WORK TO COMPLETE
Copy every entry word for word, but skip the pictures.

(Named object pointing entries)

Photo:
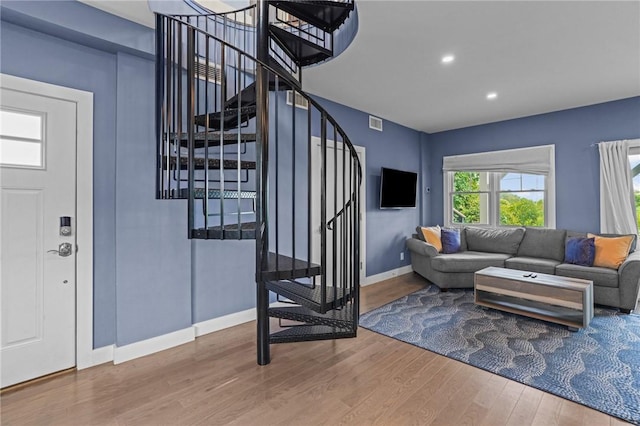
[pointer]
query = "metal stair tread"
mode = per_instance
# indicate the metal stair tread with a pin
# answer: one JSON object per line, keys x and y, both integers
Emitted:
{"x": 212, "y": 138}
{"x": 327, "y": 15}
{"x": 230, "y": 117}
{"x": 216, "y": 194}
{"x": 246, "y": 231}
{"x": 213, "y": 163}
{"x": 311, "y": 297}
{"x": 335, "y": 318}
{"x": 306, "y": 333}
{"x": 281, "y": 267}
{"x": 303, "y": 51}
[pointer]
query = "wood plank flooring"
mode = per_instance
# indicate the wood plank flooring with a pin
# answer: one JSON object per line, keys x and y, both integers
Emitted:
{"x": 369, "y": 380}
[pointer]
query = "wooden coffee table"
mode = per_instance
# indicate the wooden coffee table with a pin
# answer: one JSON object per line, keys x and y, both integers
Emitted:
{"x": 562, "y": 300}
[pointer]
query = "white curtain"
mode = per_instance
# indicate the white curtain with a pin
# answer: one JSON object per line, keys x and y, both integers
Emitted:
{"x": 617, "y": 202}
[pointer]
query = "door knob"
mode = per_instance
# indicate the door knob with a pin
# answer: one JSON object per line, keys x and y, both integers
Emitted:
{"x": 64, "y": 250}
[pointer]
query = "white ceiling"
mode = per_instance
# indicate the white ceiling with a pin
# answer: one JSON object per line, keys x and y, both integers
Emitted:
{"x": 539, "y": 56}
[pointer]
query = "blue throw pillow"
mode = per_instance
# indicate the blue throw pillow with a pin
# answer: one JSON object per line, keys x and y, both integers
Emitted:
{"x": 450, "y": 240}
{"x": 580, "y": 251}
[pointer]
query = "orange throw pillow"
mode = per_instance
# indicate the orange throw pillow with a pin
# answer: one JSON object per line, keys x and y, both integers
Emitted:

SOLUTION TO THIS TASK
Photo:
[pointer]
query = "metal stair tread"
mode = per_instance
# indicate the metal stair tread with a pin
# answer: one JSON object per line, keys x and y, both integers
Emitted:
{"x": 212, "y": 138}
{"x": 327, "y": 15}
{"x": 230, "y": 117}
{"x": 216, "y": 194}
{"x": 246, "y": 231}
{"x": 213, "y": 163}
{"x": 311, "y": 297}
{"x": 335, "y": 318}
{"x": 306, "y": 333}
{"x": 281, "y": 267}
{"x": 303, "y": 51}
[pointer]
query = "wood plank flooring"
mode = per_instance
# indicate the wood plank flooring with a pin
# answer: one JSON object per line, keys x and y, both integers
Emitted:
{"x": 369, "y": 380}
[pointer]
query = "wooden coffee table"
mode = per_instance
# indicate the wooden coffee table with a pin
# answer: one JSON object per line, keys x and y, both integers
Emitted:
{"x": 562, "y": 300}
[pointer]
query = "white curtain"
mode = per_instance
# indicate the white curtain with a pin
# answer: one JSON object per line, keys x and y, both integers
Emitted:
{"x": 617, "y": 202}
[pointer]
query = "door knob"
mode = per_instance
# indicate the door knob with a pin
# answer: one JSON object per line, keys x and y, both integers
Emitted:
{"x": 64, "y": 250}
[pointer]
query = "white ceiling"
mode = per_instance
# indicate the white ceiling with a pin
# answer: one JSON object per line, keys x and y, both integers
Emitted:
{"x": 539, "y": 56}
[pointer]
query = "blue throw pillow"
mode = per_instance
# indicate the blue throw pillow with a pin
# answer: one JSON object per line, keys x and y, both integers
Emitted:
{"x": 450, "y": 240}
{"x": 580, "y": 251}
[pointer]
query = "orange throw pillow"
mode = per_instance
# indicate the orange throw pillow with a pin
# answer: one JSON object per line, keys x and y, both integers
Emitted:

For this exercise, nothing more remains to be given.